START Selection

Engineering Internship - What I Learned From Tekna and More!
By Gabe Arthur, Engineering Intern
As a first-year aerospace engineering student, the expectations I set for my first summer engineering internship were not high. I had heard horror stories about entry-level interns spending 12 weeks running countless errands and fine-tuning their boss’s coffee order―only to head back to school before learning anything about their aspired field of work. I had already spent one summer as a barista and wasn’t looking forward to working a coffee machine in that capacity ever again. Fortunately for me, employees at Tekna make their own coffee!
I am extremely grateful that Tekna took a chance by hiring such a young student. Surprisingly, no one seemed to care much about my age when tasking me with projects. I was treated as teammate from day one. People valued my insight and, most importantly, answered each of my million-or-so questions with meaningful responses and useful nuggets of advice. I also learned how to ask the rightquestions―how to take a step back and determine the true problem at hand. Experiences like this are hard to come by in a classroom. Instead of being one of many students lectured by a single professor, at Tekna, I was a single student surrounded by a team of mentors.

END Selection
START Entries provided

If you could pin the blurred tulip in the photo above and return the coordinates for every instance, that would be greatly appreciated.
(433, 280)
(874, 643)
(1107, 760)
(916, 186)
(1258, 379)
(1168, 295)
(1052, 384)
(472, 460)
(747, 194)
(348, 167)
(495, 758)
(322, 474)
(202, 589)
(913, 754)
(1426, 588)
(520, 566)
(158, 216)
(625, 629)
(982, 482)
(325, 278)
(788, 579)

END Entries provided
START Entries provided

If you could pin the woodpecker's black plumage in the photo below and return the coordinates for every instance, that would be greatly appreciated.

END Entries provided

__Written tasks__
**A.** Reproduce the passage of the internship article between "Engineering Internship - What" and "their own coffee!", inclusive.
**B.** According to the internship article, what job had the writer already held for one summer?

__Per-task answers__
**A.**
Engineering Internship - What I Learned From Tekna and More!
By Gabe Arthur, Engineering Intern
As a first-year aerospace engineering student, the expectations I set for my first summer engineering internship were not high. I had heard horror stories about entry-level interns spending 12 weeks running countless errands and fine-tuning their boss’s coffee order―only to head back to school before learning anything about their aspired field of work. I had already spent one summer as a barista and wasn’t looking forward to working a coffee machine in that capacity ever again. Fortunately for me, employees at Tekna make their own coffee!

**B.** The writer had spent a summer working as a barista.